◆ Task instructions: All of the data must be printed exactly; please include every line.

◆ Provided entries:
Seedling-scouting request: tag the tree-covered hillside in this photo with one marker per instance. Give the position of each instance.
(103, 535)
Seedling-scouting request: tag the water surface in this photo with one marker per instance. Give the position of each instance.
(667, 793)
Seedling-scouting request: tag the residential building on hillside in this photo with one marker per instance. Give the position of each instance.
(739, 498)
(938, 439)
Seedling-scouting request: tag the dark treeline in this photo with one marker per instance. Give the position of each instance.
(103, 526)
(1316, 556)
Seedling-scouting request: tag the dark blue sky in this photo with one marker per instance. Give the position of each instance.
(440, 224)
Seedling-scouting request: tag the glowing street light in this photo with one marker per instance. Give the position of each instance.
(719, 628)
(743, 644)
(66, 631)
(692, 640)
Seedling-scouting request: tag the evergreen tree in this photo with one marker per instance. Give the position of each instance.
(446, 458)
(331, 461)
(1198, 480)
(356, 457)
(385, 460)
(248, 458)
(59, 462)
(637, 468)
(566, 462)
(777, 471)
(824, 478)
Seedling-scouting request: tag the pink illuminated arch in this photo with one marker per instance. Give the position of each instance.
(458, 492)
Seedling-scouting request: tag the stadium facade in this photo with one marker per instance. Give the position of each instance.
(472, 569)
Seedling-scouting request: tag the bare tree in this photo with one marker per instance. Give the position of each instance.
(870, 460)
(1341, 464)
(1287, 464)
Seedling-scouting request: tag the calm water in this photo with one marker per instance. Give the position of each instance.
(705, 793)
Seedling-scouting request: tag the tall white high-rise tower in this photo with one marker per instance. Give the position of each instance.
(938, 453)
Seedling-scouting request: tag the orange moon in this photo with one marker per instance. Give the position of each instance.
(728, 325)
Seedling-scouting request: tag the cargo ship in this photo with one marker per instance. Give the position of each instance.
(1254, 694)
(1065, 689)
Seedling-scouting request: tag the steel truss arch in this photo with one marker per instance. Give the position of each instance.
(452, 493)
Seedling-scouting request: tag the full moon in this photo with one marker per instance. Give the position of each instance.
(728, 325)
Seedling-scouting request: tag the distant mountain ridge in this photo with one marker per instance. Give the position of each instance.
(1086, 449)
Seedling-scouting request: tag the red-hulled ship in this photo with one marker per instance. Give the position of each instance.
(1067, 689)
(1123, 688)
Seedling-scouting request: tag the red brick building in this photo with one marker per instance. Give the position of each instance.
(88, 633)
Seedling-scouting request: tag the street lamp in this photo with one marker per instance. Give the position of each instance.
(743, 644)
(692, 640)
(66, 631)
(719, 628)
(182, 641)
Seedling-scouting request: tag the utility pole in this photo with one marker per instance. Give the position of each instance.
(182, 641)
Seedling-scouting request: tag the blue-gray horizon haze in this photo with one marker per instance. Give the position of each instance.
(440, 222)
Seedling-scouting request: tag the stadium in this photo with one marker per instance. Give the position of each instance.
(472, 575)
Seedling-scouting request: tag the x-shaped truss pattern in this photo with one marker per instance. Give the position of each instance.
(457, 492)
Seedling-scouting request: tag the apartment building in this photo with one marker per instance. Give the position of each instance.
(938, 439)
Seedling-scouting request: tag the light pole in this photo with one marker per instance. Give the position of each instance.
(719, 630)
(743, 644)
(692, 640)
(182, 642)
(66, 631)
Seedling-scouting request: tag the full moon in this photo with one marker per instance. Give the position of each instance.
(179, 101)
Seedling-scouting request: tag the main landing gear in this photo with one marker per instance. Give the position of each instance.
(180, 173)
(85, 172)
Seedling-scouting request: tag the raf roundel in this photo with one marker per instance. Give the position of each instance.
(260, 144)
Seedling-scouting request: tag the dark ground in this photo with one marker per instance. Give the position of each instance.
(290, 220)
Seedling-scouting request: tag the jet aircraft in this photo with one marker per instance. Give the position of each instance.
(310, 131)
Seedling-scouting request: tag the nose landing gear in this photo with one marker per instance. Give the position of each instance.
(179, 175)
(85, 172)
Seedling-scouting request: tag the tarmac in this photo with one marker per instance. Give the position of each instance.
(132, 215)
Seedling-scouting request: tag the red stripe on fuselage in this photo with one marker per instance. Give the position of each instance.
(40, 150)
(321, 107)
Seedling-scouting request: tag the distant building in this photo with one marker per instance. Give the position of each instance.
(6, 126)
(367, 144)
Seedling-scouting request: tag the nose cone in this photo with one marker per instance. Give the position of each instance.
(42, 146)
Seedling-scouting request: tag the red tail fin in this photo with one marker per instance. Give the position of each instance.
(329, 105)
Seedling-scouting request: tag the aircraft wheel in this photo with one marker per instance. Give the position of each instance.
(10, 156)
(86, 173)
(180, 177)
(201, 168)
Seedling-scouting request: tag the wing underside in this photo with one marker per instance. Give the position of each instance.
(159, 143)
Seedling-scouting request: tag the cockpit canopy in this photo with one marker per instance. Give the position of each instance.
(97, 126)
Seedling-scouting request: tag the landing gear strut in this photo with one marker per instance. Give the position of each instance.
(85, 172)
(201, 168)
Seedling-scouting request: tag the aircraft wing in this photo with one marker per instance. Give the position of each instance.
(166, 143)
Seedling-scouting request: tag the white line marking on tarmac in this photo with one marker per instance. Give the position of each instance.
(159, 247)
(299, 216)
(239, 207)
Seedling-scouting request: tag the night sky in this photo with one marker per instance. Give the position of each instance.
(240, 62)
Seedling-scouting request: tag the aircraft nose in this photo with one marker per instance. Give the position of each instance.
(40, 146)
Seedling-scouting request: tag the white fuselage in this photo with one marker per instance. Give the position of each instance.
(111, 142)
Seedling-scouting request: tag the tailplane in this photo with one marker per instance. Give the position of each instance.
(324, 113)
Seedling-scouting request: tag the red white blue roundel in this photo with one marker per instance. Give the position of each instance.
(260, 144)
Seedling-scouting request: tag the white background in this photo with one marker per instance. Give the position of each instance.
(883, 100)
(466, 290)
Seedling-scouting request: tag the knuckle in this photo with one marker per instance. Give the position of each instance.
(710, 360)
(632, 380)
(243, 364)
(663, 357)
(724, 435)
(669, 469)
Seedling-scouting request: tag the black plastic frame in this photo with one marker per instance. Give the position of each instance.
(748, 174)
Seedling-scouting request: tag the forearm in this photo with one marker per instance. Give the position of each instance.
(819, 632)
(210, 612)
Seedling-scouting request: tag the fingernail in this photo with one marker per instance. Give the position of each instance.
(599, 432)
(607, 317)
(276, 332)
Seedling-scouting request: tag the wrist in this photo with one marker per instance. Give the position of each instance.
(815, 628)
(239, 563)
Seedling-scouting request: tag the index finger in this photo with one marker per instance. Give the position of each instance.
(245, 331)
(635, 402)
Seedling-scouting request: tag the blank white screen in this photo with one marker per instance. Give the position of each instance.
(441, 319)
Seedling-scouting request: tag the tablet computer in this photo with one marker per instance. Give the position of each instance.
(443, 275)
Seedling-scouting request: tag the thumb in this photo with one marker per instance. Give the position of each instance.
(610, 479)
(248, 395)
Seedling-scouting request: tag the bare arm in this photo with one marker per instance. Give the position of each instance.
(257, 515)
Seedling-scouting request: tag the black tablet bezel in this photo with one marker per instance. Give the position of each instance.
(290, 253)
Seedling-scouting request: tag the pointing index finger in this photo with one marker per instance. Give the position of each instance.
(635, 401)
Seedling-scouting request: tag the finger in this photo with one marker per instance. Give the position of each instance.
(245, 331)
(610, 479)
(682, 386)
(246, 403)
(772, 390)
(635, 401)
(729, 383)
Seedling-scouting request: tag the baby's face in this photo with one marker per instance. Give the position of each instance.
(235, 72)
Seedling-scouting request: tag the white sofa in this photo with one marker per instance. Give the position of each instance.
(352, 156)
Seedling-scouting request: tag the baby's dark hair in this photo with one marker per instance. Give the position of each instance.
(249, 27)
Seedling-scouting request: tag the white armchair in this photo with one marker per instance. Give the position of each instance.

◆ Output of the task:
Seedling-scouting request: tag the tree-covered hillside in this photo with one marker per instance. Give the position of each instance.
(103, 535)
Seedling-scouting request: tag the water surface in this photo with one marker per instance. Give the position of each instance.
(667, 793)
Seedling-scouting request: tag the residential building on hillside in this photo with one marker per instance. Give the position of each instance.
(739, 498)
(938, 439)
Seedling-scouting request: tag the dark treeline in this photo with one marker per instance. Give the position of each instance.
(103, 526)
(1316, 556)
Seedling-scouting request: tag the dark blue sky in this photo with one marker per instance. Give the position of each instance.
(440, 224)
Seedling-scouting request: tag the glowing street light in this photo with one marker per instance. Give the position of each instance.
(719, 628)
(743, 644)
(66, 631)
(692, 640)
Seedling-scouting request: tag the evergreen tree in this photo with one marker per instance. Give the position of each instance.
(446, 458)
(331, 461)
(1198, 480)
(356, 457)
(385, 460)
(248, 458)
(59, 462)
(637, 468)
(566, 462)
(777, 471)
(824, 478)
Seedling-scouting request: tag the pink illuminated arch in this photo with one marker per instance. Give the position of each instance.
(458, 492)
Seedling-scouting request: tag the stadium facade in this photo with one marker per instance. Give the position of each instance.
(472, 569)
Seedling-scouting request: tag the bare tree in this photo with one marker per instance. Give the position of each instance.
(870, 460)
(1341, 464)
(1287, 464)
Seedling-scouting request: tag the calm water in this photo with one marker per instance. Give the position of each instance.
(705, 793)
Seedling-scouting request: tag the tall white high-rise tower in this photo with one marker per instance. Give the position of each instance.
(938, 453)
Seedling-scouting request: tag the orange moon in this photo with one marker per instance. Give the position of each instance.
(728, 325)
Seedling-scouting request: tag the cargo ship in this photo with one marker per instance. Give the position of each instance.
(1254, 694)
(1065, 689)
Seedling-scouting request: tag the steel truss arch in this photo with one marker per instance. Give the position of each instance.
(452, 493)
Seedling-scouting request: tag the full moon in this photo with one marker per instance. Give the position of each instance.
(728, 325)
Seedling-scouting request: tag the distant mountain ridge in this photo with one marker per instance. Give the position of each instance.
(1086, 449)
Seedling-scouting request: tag the red-hulled ship in this photo with one marker per instance. Give the position of each instance.
(1067, 689)
(1123, 688)
Seedling-scouting request: tag the red brick building in this photo with one marker per instance. Give the position of each instance.
(88, 633)
Seedling-scouting request: tag the street lamp in this photo with one marker per instance. Give the position of each instance.
(743, 644)
(692, 640)
(66, 631)
(719, 628)
(182, 641)
Seedling-scouting request: tag the utility pole in this photo with one marker per instance. Give the position of each instance.
(182, 641)
Seedling-scouting request: tag the blue-gray horizon haze in this photo with one marker per instance. Give the position of each instance.
(440, 222)
Seedling-scouting request: tag the stadium in this photo with one marker per instance. Give the position of each instance.
(472, 575)
Seedling-scouting request: tag the x-shaped truss pattern in this photo with one marker per instance. Give the position of each instance.
(457, 492)
Seedling-scouting request: tag the apartment building in this photo with one marker per instance. Give the position of each instance.
(938, 439)
Seedling-scouting request: tag the light pole in this photo with one marker per instance. Give the position of each instance.
(719, 630)
(743, 644)
(692, 640)
(182, 642)
(66, 631)
Seedling-scouting request: tag the full moon in this photo with one marker per instance. Give the position of each instance.
(179, 101)
Seedling-scouting request: tag the main landing gear in this photo with one marker per instance. Give the position of each instance.
(180, 173)
(85, 172)
Seedling-scouting request: tag the raf roundel in this photo with one marker per instance. Give the position of each instance.
(260, 144)
Seedling-scouting request: tag the dark ground in this photo with one marker per instance. Give the position of each instance.
(290, 220)
Seedling-scouting request: tag the jet aircraft in this photo with one marker per instance. Give the position of each instance.
(310, 131)
Seedling-scouting request: tag the nose landing gear in this photo with one marker per instance. Give the position of each instance.
(179, 175)
(85, 172)
Seedling-scouting request: tag the tarmac in this photo with one marker per instance. Give the position of each instance.
(132, 215)
Seedling-scouting request: tag the red stripe on fuselage in this photo with one marker per instance. Give the position of each instance.
(40, 150)
(321, 107)
Seedling-scouting request: tag the distant building in this photo with one marker per instance. Give the position of each instance.
(6, 126)
(367, 144)
Seedling-scouting request: tag the nose cone in this photo with one marker per instance. Give the position of each instance.
(42, 146)
Seedling-scouting request: tag the red tail fin in this photo with one marker per instance. Give the position of each instance.
(329, 105)
Seedling-scouting request: tag the aircraft wheel in this photo with one marker per instance. Give the position of each instance.
(10, 156)
(86, 173)
(180, 177)
(201, 168)
Seedling-scouting request: tag the wing underside in this photo with one marker per instance. Give the position of each instance.
(159, 143)
Seedling-scouting request: tag the cockpit canopy in this photo with one marker per instance. Give the position of each instance.
(97, 126)
Seedling-scouting request: tag the landing gear strut in this photo with one marker per instance. Give the position of each instance.
(85, 172)
(201, 168)
Seedling-scouting request: tag the aircraft wing in this photo with one marker per instance. Give the position of each instance.
(166, 143)
Seedling-scouting request: tag the white line marking on tarmac in this photo with one marker per instance. Give the position of each instance.
(159, 247)
(299, 216)
(239, 207)
Seedling-scouting request: tag the night sky in this photo with one marker per instance. Give the position of each instance.
(240, 62)
Seedling-scouting request: tag the aircraft nose in this photo with one marker per instance. Give the position of each instance.
(40, 146)
Seedling-scouting request: tag the white fuselage in this photo with one marker per instance. Give the position of each instance.
(111, 142)
Seedling-scouting request: tag the tailplane in this photo with one marker per instance. Give the position of each instance.
(324, 113)
Seedling-scouting request: tag the red white blue roundel in this photo with one marker per instance. Give the position of each instance.
(260, 144)
Seedling-scouting request: tag the white background in this photo with one marker per instance. Give the position of each instance.
(883, 100)
(466, 290)
Seedling-scouting request: tag the knuckle in this photo with one marker per instance. Give the position of each instance.
(710, 360)
(632, 380)
(243, 364)
(663, 357)
(724, 435)
(669, 469)
Seedling-scouting request: tag the black plastic frame in this photo with one marker per instance. Give the position of each instance.
(748, 174)
Seedling-scouting request: tag the forearm in this photo with one marker per instance. Give the position of each instance.
(819, 632)
(210, 612)
Seedling-scouting request: tag the fingernail in this photo with one marker per instance. Give the position of each instance.
(599, 432)
(607, 317)
(276, 332)
Seedling-scouting request: tag the wrist in this photo with one marker per instance. Give the position of each instance.
(815, 628)
(239, 563)
Seedling-scouting request: tag the index finger in this photo with one marker per instance. Give the position of each instance.
(245, 331)
(635, 402)
Seedling-scouting request: tag the blank white screen in this photo with one marker per instance. Give the position of each instance.
(441, 319)
Seedling-scouting request: tag the tablet computer in this photo with one marker per instance. Give the position of each instance.
(443, 275)
Seedling-scouting request: tag the thumb in this photo with one marker per instance. Give the position of each instance.
(610, 479)
(248, 395)
Seedling-scouting request: tag the bare arm in this photo with one marker per instance. Give the position of each instance.
(257, 515)
Seedling-scouting request: tag the black tablet bezel in this photo with one marker per instance. Give the position of each instance.
(290, 253)
Seedling-scouting request: tag the pointing index finger in this photo with one marker per instance. Give the position of each instance.
(635, 401)
Seedling-scouting request: tag the finger in this photo with one marker per instance. Give the position of each instance.
(245, 331)
(610, 479)
(682, 386)
(246, 403)
(772, 390)
(635, 401)
(729, 383)
Seedling-scouting request: tag the baby's face in this photo with one marker per instance. Give the position of each instance.
(235, 72)
Seedling-scouting request: tag the white sofa in this photo with one marker per instance. Give the position of each instance.
(352, 156)
Seedling-scouting request: tag the baby's dark hair in this photo with one marker per instance. Give the position of each instance.
(249, 27)
Seedling-scouting request: tag the white armchair in this photo with one marker per instance. Give the position of each instance.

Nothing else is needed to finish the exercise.